They are going to be image heavy and I'm not sure what will happen when
you put SSL into the equation, but I'll try them out and let you know.
This weekend.
Post by 6***@gmail.com
Another point: how does the WiFiModem feel. with the raspberry pi I always
have the feeling that the only part left by this from my Apple II is the
keyboard - is that the same with the modem or does it feel more like a
peripheral util like a modem?
I find myself a little uncertain about what you're saying.

If you're connecting your Apple II to the Pi and then logging into the
Pi shell and telnetting various places, then I might understand what
you mean by the Apple II feeling like an irrelevant piece of the puzzle.

However, if you're using tcpser on the Pi and then using vintage
terminal programs like ProTERM, Agate, Z-Link, Talk-Is-Cheap, etc.,
then I would say the Wifi232 is functionally no different from the
tcpser/Pi combination. The main difference would be a smaller package
in the Wifi232. Plus, to my mind, tcpser is a bit more flexible and
behaves better with some terminal programs than others. But both are
workable solutions.

○ ○ ○ ○

_Task statement:_
Continue the forum post comparing a Raspberry Pi running tcpser with the Wifi232 modem for an Apple II, starting right after its final sentence.

○ ○ ○ ○

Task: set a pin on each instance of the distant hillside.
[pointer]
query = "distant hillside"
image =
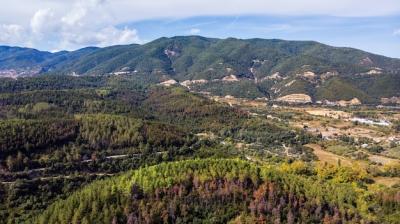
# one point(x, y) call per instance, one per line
point(243, 68)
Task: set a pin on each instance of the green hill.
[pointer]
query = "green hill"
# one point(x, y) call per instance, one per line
point(219, 191)
point(253, 62)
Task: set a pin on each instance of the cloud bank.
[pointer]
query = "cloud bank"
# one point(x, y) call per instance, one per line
point(57, 24)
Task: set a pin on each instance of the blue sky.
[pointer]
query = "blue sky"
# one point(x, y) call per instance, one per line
point(374, 34)
point(55, 25)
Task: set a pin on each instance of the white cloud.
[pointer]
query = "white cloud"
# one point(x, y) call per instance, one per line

○ ○ ○ ○

_Response to this exercise:_
Post by 6***@gmail.com
What really would be great would be a possibility to use ADTpro with it's
ethernet function with it.
Well, I don't know. My guess is it wouldn't work with ADTPro. ADTPro
talks to serial unless you tell it you're talking to Ethernet and
_that_ requires an Uthernet II (or maybe one of the others). I don't
know that using the Wifi232 to bridge serial onto Wifi/Tcp is going to
allow ADTPro running on your Windows/Linux/Mac host to see the bridged
ADTPro running on the Apple II.

But I bet David Schmidt would know! :-)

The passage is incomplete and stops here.